## Given passage:
October 7 (Friday) 4-6pm | Elizabeth Mellyn, U of New Hampshire at the Graduate Center

Servants of Compassion and Relief
The Department of Comparative Literature and the Italian Specialization are pleased to invite you to a lecture by Elizabeth W. Mellyn (University of New Hampshire) entitled “Servants of Compassion and Relief’: Housing the Mad in Grand-Ducal Tuscany.  The lecture will take place in the Student Lounge of the Comparative Literature Department, and will start at 4PM. Light refreshments will be served after the event. See also the flyer attached to this message.

Elizabeth W. Mellyn is an Associate Professor of History at the University of New Hampshire where she teaches a range of courses in early modern European history. Her book Mad Tuscans and their Families: A History of Mental Disorder in Early Modern Italy was recently published by University of Pennsylvania Press. She is currently at work on a history of Santa Dorotea, Florence’s first hospital devoted to the care the severely mentally ill.
Until the seventeenth century, care of mad Tuscans fell predominantly to their families. This situation changed in 1640 when a former chaplain of Florence’s Stinche prison persuaded city elites to build a hospital devoted solely to the care of the severely mentally disturbed. He had observed first hand what we might call a “revolving door phenomenon”; abandoned by their families, an increasing number of mentally disordered men and women seemed to drift from street to prison and prison to street in an endless cycle of poverty and neglect. Forty years later, the famous old hospital Santa Maria Nuova designated a ward for the care of poor, mentally ill men. In concert with ducal administrators and the city’s court of wards, these hospitals aimed to relieve families of the care of the mad at the same time that they sought to prevent a small but wretched part of the Florentine population from inundating the city’s streets and prisons. Chronically underfunded and burdened by the competing agendas of individual, corporate, and governmental agents, these two experiments in social welfare show the challenges associated with early modern efforts at “healthscaping” urban environments, albeit on a small scale.

## Required action 1:
List every Florentine institution that the lecture announcement names by its proper name.
## Required action 2:
Set down the stretch of the lecture announcement from "October 7 (Friday)" through "to this message.", word for word.
The records that follow come from a different source than the lecture announcement.

## Material provided:
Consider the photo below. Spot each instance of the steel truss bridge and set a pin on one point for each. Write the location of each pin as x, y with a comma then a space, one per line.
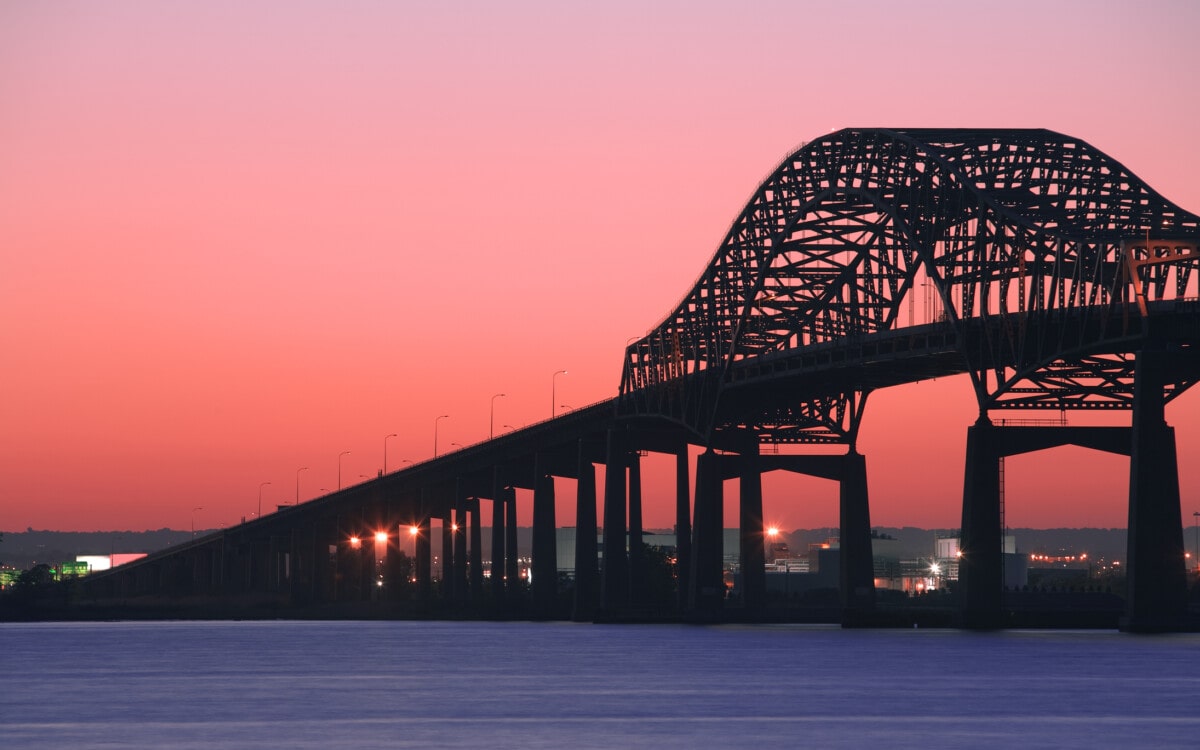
1044, 269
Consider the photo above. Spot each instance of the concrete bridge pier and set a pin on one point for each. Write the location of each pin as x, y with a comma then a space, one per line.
585, 539
636, 545
857, 575
707, 592
511, 559
683, 527
459, 534
497, 581
475, 555
615, 574
750, 531
423, 551
545, 552
1157, 570
981, 565
448, 573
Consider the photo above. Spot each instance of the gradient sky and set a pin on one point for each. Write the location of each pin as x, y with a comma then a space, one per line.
239, 239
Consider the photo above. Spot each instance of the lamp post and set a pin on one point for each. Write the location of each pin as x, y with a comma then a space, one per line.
436, 433
340, 469
261, 498
553, 399
385, 451
491, 419
304, 468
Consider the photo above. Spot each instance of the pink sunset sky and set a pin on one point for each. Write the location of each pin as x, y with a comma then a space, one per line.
240, 239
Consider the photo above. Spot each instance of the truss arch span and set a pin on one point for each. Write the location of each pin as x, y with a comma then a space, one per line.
852, 231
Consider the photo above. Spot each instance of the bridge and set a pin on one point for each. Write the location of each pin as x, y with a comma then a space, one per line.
1057, 281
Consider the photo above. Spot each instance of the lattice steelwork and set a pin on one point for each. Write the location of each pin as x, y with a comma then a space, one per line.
1039, 251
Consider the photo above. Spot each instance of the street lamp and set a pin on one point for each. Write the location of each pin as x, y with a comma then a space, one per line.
304, 468
436, 433
340, 469
553, 400
261, 498
385, 451
491, 419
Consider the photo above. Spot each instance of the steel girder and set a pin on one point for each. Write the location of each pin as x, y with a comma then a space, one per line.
1041, 252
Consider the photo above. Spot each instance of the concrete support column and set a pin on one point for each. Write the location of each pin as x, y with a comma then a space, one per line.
424, 563
708, 546
615, 575
585, 539
683, 527
1157, 570
497, 538
448, 573
857, 583
750, 528
475, 562
636, 547
460, 550
511, 559
545, 551
981, 568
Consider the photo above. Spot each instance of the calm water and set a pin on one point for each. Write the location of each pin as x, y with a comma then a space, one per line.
400, 684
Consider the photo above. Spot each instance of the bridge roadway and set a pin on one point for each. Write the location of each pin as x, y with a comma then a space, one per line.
1062, 279
306, 555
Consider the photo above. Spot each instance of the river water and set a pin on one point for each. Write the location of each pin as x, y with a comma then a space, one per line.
408, 684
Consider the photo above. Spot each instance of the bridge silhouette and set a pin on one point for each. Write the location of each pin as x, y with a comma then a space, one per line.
1055, 280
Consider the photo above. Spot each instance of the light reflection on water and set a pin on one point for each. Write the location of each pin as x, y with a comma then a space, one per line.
405, 684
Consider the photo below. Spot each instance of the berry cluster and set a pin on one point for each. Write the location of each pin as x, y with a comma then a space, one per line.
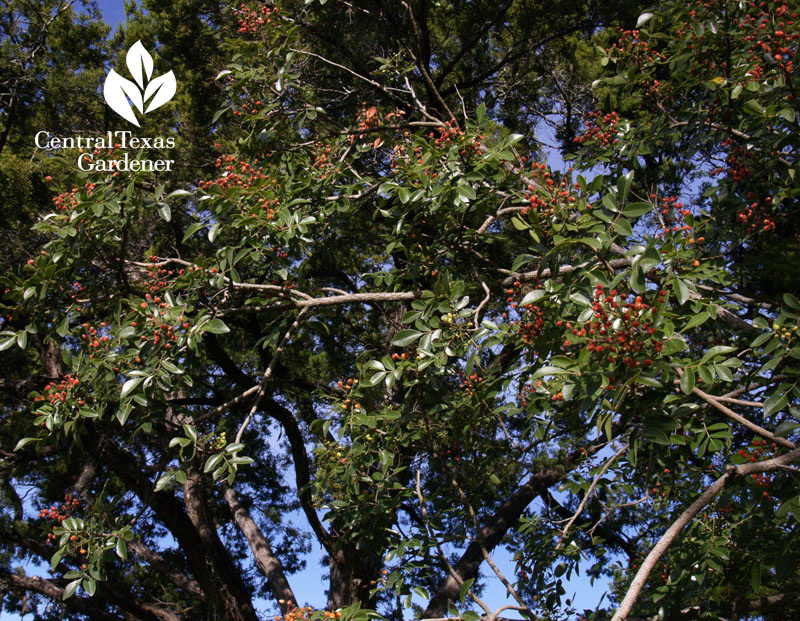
58, 393
253, 19
630, 45
470, 383
58, 514
322, 159
621, 330
67, 200
304, 613
154, 319
94, 338
600, 129
236, 173
546, 193
348, 386
672, 216
755, 216
251, 109
447, 135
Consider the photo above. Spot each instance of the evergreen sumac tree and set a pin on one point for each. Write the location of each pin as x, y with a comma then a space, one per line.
372, 305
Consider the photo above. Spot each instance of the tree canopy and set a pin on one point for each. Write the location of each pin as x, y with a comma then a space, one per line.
362, 296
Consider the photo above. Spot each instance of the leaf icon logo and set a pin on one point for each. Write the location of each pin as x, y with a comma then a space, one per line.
123, 95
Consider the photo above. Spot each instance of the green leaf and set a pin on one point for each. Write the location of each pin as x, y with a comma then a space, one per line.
696, 320
634, 210
25, 442
193, 229
717, 350
406, 337
56, 559
89, 585
70, 589
788, 114
753, 107
791, 301
521, 260
681, 290
190, 432
623, 227
212, 462
624, 186
532, 296
215, 326
129, 386
775, 403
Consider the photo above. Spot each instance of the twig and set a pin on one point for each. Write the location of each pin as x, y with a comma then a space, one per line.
588, 494
268, 374
713, 401
683, 520
524, 608
476, 315
453, 573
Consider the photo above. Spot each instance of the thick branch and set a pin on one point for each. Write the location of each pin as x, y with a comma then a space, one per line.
687, 516
262, 551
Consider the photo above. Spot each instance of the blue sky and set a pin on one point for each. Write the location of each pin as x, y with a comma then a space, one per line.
113, 11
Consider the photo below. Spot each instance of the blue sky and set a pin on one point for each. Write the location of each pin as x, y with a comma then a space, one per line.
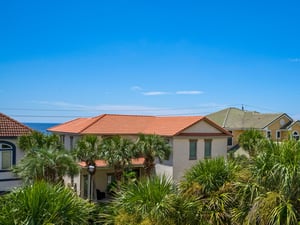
65, 59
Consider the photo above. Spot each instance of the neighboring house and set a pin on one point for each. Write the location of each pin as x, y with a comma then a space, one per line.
191, 138
10, 154
276, 126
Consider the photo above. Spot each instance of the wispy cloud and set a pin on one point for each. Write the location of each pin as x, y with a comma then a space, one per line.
294, 59
189, 92
93, 110
136, 88
155, 93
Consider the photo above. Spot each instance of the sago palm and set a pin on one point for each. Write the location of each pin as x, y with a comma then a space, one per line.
43, 204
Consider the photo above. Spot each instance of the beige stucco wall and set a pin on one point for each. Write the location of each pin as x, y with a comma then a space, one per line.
10, 184
181, 161
236, 134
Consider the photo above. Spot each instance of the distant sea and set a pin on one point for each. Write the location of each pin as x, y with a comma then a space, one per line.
42, 127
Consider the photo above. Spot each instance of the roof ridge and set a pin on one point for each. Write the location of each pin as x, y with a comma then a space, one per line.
93, 122
198, 120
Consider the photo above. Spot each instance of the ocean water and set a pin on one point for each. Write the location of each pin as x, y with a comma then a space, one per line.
42, 127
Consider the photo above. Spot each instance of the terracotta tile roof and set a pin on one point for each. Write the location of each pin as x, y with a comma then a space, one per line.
12, 128
234, 118
110, 124
103, 163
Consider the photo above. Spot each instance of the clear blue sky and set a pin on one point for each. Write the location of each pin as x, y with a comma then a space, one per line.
65, 59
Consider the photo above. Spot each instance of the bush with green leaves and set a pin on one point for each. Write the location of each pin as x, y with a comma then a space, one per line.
44, 204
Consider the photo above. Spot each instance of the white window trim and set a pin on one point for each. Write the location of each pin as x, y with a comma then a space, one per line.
278, 132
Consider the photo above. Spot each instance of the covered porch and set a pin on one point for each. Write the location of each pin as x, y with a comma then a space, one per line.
96, 182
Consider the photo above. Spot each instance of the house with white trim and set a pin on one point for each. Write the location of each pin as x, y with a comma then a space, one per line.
191, 138
10, 154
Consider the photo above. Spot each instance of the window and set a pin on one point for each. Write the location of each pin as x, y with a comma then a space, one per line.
62, 139
207, 148
85, 186
278, 134
296, 135
229, 140
7, 155
193, 150
269, 134
71, 142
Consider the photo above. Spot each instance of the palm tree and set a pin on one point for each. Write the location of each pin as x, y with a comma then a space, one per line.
152, 146
251, 141
46, 164
117, 152
271, 195
45, 158
211, 182
148, 201
44, 204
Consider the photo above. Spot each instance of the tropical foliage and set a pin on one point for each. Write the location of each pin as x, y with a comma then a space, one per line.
211, 182
45, 159
44, 204
153, 200
271, 195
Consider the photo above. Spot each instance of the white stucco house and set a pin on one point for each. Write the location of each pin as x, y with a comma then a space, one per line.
10, 154
191, 138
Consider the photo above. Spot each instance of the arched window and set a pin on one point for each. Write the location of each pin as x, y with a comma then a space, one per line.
7, 155
296, 135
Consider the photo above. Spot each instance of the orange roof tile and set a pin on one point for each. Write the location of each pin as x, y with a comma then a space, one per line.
74, 126
111, 124
170, 126
12, 128
103, 163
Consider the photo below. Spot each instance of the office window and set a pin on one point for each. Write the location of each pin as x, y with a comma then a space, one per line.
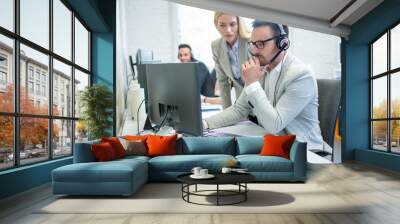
30, 73
385, 94
3, 78
7, 14
81, 81
31, 88
45, 131
40, 62
62, 29
62, 137
61, 74
81, 45
6, 142
34, 18
33, 140
6, 73
3, 61
395, 47
44, 91
37, 74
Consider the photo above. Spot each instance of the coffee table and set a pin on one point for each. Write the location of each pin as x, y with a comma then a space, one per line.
238, 179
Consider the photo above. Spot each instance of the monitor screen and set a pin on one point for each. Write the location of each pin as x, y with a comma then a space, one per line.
174, 96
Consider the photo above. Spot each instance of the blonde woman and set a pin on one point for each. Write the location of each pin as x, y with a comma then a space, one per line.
229, 53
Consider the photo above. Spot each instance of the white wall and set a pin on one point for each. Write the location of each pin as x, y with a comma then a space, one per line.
321, 52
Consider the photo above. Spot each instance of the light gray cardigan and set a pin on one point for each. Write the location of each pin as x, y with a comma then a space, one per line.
296, 110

## Your response 1:
Santa Dorotea
Stinche prison
Santa Maria Nuova

## Your response 2:
October 7 (Friday) 4-6pm | Elizabeth Mellyn, U of New Hampshire at the Graduate Center

Servants of Compassion and Relief
The Department of Comparative Literature and the Italian Specialization are pleased to invite you to a lecture by Elizabeth W. Mellyn (University of New Hampshire) entitled “Servants of Compassion and Relief’: Housing the Mad in Grand-Ducal Tuscany.  The lecture will take place in the Student Lounge of the Comparative Literature Department, and will start at 4PM. Light refreshments will be served after the event. See also the flyer attached to this message.